■ Objectives
a. Answer these from the facial recognition article:
(i) How many S3 buckets were created?
(ii) What does Detect Faces provide?
(iii) What did each collection store in a file?
b. Tally the lines of the records that contain the string "container", matching case exactly, and give only the number.

** Begin Selection **

Our goal was to build a web application to manage images and videos with custom tagging and the ability to query on the cloud with facial recognition
The architecture is similar to the process followed in this blog, the post below covers Initech Global’s approach
We were given a short time window to create the facial recognition application since our client identified an immediate need. Our requirements also involved building the application from the ground up. We concluded the best way to meet the timeline and provide the features requested would be a mixed architecture approach.
Why build new?
Our decision to build a new allowed us to meet the unique requirements provided for the project. Several image storage service providers can be found online (some even utilizing Lychee). None of these options fully encompassed the specific needs of our client outlined below:
- Custom tagging and searching
- Facial Recognition
- Expose APIs to serve pictures on internal or user facing applications
- Seamlessly load pictures from internal communication apps
- Video storage and facial recognition on videos
The simplest route was to provision S3 buckets for this task and three buckets were created:
- 2 buckets: User Facing – for approved images and un-approved images
- 1 bucket: Used to store cropped faces to sending for a facial match
This is one of our favorite services of the 160+ services AWS offers. Below we’ve highlighted a few API’s which were fundamental for our success.
- Collection: Created a collection per environment, this was used to collect the face vectors in a file – not the actual picture.
- Detect Faces: Gives us coordinates for every face in an image.

** End Selection **
** Begin Extracted material **

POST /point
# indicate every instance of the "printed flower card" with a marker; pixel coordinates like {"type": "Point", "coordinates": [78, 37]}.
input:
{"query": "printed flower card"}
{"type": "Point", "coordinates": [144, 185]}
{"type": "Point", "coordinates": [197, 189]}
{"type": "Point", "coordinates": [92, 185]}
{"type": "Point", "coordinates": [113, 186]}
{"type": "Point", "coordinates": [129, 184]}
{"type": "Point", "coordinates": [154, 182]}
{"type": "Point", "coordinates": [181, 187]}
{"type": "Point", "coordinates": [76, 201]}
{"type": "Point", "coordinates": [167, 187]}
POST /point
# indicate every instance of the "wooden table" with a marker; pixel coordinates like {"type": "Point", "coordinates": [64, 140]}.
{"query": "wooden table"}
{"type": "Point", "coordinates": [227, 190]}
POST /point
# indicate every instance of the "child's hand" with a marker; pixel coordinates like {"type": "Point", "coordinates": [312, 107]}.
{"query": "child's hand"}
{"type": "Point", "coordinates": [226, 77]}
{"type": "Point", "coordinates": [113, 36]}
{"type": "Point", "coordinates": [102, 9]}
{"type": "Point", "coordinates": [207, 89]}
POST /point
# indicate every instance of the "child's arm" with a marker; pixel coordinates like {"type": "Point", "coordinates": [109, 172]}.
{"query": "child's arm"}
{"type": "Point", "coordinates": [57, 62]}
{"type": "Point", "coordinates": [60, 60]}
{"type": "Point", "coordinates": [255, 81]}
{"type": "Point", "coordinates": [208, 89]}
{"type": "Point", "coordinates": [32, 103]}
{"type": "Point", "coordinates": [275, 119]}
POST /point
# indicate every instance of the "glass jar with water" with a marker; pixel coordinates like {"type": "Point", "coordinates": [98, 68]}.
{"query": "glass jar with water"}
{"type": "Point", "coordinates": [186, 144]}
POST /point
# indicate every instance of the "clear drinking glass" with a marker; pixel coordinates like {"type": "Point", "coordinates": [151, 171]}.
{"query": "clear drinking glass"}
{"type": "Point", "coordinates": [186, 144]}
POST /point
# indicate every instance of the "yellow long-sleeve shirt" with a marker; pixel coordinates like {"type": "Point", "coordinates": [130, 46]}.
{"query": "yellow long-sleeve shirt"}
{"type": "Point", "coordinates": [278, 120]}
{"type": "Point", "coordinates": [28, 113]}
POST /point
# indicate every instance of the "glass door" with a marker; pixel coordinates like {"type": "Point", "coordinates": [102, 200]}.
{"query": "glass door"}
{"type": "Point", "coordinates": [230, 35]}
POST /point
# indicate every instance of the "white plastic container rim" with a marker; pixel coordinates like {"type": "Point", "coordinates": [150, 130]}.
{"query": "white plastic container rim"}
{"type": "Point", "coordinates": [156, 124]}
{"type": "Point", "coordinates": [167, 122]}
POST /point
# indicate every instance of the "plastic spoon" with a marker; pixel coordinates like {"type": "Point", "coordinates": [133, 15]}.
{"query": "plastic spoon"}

** End Extracted material **

■ Results of the exercise
a.
(i) Three
(ii) Coordinates for every face in an image
(iii) The face vectors, not the actual picture

b. 2